>> BEGIN Excerpted passage

PS3 Cell Processor 'Broken'?
D-Fly writes "Charlie Demerijian at the Inquirer got a look at some insider specs on the PS3, and says, Sony screwed up big time with the Cell processor; the memory read speed on the current Devkits is something like 3 orders of magnitude slower than the write speed; and is unlikely to improve much before the ship date. The slide from Sony pictured in the article is priceless: 'Local Memory Read Speed ~16Mbps, No this isn't a Typo.' Demerjian says when the PS3 comes out a full year after the XBox360, it's still going to be inferior: 'Someone screwed up so badly it looks like it will relegate the console to second place behind the 360.'" This is the Inquirer, so take with a grain of salt. Just the same, doesn't sound too good for Sony or IBM.
What is this 'local memory'? On-die cache? How the fuck can you screw that up to make it 16Mbit?
PS3 is way overkill for a console anyway. What are they thinking? Not everyone needs a console with 1GB of memory, huge HDD, which also doubles as a DVD Player/Entertainment center/Memory stick player (you betcha sony is already adding THAT feature), oh and can also play some games.
I'm all for Nintendo's new console. Its cheap, it will have amazing games AND they're not trying to make it the center of your digital home.
Microprocessor Online has some an interesting analysis. Pay attention to page 8, where the PS2 "Emotion Engine" processor is compared to the PS3 Cell processor. This is an analyst report for the industry of microprocessors.
If you really want to dig into the details of the Cell processor, check out Sony's resources. You have to agree to a bunch of things to get to the pdfs but there's a lot of information in them. Another place you can find information is IBM's resource site which contains a lot of stuff including the programming handbook.
My work here is dung.
there is no point in judgin a dev kit. x360 kits were shitty too.

>> END Excerpted passage
>> BEGIN Listing

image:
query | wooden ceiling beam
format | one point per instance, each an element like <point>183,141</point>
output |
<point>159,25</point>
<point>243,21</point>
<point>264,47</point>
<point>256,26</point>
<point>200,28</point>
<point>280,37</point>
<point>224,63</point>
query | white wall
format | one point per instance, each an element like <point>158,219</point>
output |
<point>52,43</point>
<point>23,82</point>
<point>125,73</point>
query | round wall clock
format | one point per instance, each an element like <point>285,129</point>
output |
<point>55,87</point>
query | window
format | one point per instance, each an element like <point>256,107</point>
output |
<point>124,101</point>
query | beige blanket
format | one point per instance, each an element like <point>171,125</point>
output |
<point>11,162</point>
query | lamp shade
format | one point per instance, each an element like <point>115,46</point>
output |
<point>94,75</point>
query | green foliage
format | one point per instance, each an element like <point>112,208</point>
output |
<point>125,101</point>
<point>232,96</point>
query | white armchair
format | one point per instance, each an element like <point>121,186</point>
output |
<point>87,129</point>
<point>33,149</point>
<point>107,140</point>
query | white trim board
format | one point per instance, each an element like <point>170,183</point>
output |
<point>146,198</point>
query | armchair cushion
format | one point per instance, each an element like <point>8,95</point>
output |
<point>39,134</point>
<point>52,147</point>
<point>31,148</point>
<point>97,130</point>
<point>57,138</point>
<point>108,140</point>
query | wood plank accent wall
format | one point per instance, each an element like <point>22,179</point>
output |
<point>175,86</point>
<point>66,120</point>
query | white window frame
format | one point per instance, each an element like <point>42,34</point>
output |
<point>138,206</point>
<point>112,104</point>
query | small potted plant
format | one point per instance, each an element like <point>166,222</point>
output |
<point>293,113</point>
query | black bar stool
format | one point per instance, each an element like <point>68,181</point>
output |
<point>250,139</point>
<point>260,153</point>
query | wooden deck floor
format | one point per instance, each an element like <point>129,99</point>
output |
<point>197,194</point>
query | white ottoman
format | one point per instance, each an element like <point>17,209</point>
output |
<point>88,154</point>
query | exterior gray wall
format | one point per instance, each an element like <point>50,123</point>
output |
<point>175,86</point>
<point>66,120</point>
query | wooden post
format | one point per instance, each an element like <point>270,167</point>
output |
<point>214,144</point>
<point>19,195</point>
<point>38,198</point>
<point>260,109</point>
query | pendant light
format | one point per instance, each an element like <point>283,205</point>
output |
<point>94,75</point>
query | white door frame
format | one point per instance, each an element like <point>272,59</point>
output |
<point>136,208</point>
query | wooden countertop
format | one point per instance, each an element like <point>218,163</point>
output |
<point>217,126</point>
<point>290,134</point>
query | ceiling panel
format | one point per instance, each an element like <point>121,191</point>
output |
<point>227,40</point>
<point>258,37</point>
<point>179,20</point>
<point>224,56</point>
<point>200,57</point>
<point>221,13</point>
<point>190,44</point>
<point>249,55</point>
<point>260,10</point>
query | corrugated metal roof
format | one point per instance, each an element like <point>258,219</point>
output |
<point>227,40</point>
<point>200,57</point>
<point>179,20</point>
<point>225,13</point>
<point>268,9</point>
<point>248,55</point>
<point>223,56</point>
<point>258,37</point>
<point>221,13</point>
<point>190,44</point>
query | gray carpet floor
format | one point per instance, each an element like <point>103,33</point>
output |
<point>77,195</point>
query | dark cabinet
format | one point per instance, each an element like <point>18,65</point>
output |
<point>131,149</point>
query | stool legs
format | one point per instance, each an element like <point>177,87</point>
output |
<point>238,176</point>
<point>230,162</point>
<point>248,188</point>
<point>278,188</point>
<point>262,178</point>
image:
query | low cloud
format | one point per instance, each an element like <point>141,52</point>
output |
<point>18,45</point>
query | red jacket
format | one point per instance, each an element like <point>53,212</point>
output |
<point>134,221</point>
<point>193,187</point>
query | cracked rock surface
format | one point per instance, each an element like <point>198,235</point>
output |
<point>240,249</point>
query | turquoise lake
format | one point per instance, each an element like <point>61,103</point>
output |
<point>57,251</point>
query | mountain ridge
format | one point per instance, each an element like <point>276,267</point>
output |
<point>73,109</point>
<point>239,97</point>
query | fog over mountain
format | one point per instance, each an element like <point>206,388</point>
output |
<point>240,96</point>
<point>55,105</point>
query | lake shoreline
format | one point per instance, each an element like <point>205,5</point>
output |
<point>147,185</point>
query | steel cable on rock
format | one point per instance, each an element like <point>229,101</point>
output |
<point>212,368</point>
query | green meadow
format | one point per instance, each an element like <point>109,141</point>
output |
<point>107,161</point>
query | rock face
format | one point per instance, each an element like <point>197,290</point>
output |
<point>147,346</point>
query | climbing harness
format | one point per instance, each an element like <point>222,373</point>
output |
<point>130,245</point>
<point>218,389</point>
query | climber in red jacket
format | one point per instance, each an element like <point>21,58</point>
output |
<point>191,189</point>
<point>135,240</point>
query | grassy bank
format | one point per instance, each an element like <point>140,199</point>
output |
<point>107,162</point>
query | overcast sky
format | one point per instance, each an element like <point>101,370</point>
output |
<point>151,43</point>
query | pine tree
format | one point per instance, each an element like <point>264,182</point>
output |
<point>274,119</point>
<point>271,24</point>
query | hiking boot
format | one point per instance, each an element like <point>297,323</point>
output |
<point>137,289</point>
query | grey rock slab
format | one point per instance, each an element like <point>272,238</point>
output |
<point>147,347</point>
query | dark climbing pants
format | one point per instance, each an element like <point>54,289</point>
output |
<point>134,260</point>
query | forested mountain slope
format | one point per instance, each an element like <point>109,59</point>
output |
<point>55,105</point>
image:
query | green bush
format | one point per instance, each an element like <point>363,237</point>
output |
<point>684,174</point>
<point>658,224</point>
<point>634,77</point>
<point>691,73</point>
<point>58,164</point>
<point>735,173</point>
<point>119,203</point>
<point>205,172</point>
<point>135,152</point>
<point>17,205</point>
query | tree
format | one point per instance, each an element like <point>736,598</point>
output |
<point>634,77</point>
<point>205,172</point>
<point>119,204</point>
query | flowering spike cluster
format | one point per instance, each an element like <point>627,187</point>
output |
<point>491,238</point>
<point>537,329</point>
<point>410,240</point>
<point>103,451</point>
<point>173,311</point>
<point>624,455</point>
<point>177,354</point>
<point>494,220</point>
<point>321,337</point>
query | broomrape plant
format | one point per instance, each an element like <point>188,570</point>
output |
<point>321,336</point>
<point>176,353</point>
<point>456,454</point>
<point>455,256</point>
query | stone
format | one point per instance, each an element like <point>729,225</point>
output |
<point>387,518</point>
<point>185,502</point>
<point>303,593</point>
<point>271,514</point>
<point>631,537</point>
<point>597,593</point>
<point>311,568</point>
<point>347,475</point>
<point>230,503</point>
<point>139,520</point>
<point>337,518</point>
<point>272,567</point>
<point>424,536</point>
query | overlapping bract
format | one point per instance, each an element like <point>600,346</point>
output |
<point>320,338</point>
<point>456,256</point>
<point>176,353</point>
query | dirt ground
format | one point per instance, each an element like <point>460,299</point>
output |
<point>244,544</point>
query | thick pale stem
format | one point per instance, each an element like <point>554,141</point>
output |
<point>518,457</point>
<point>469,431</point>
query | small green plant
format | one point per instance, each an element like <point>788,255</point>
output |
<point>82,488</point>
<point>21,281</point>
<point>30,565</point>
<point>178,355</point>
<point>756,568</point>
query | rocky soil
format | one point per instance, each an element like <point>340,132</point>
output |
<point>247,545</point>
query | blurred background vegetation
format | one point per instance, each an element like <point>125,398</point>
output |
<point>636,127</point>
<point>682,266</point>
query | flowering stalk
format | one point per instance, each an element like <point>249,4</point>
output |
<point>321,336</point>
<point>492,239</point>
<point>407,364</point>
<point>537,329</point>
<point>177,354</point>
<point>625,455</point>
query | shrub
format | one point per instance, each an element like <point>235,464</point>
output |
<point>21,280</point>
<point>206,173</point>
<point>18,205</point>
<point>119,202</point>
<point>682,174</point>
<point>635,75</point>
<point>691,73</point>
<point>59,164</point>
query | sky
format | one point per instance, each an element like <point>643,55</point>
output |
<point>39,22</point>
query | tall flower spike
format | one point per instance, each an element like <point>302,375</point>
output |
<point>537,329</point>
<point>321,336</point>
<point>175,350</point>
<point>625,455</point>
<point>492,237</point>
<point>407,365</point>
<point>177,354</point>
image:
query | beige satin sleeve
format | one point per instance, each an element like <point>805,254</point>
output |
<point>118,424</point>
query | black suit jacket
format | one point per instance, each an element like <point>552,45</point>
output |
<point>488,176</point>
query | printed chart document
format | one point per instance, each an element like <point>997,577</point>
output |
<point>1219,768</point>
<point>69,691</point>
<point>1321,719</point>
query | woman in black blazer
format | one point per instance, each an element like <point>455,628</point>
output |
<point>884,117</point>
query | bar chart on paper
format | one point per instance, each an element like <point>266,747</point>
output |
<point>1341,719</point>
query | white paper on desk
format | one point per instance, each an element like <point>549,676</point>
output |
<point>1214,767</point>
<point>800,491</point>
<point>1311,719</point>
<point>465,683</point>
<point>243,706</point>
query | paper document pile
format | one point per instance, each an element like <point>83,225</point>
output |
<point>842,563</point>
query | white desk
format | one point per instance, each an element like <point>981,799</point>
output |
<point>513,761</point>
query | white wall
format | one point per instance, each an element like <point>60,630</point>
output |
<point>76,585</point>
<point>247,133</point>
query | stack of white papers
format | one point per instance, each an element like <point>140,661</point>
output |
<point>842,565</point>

>> END Listing

→ What to work on:
1. Write out the part of the PS3 forum thread between "If you really" and "the programming handbook.", inclusive.
2. According to the Sony slide quoted in the PS3 forum thread, what is the local memory read speed?
3. Write the next part of the PS3 forum thread, picking up after its final post.

→ Outputs by task:
1.
If you really want to dig into the details of the Cell processor, check out Sony's resources. You have to agree to a bunch of things to get to the pdfs but there's a lot of information in them. Another place you can find information is IBM's resource site which contains a lot of stuff including the programming handbook.

2. About 16Mbps.

3.
[chinese democracy starts now
I'm aware that, in the past, The Inquirer has published questionable articles. However, they've certainly got a revealing picture to back it up here...unless they're outright lying and they photoshopped something, why should we take this story with a grain of salt?
ACs are modded -6. I don't read you, I don't mod you, I don't see you. Don't like it? Don't be a coward.
That Ken Kutaragi let his loser long-lost baby brother design the PS3 without looking at the thing or its price tag until it was unvieled?
Monstar L
So what is the difference between the local memory 16MB/s and the main memory 25GB/s 'reading'?
I assume the local memory is not going to be used much for 'reading' and only main memory is going to be used.
"Only one thing, is impossible for god: to find any sense in any copyright law on the planet." Mark Twain
Ah well, it's nothing a complete recall and price increase can't fix...
This reminds me, I am certain to be cruicified for not remembering this bit of trivia, but the PS3 is looking more and more like that car that Homer designed for his brother....
What was that called again?
On Wall Street they say "buy low, sell high" On the pad we say, "buy high, sell high" Isn't that somehow better?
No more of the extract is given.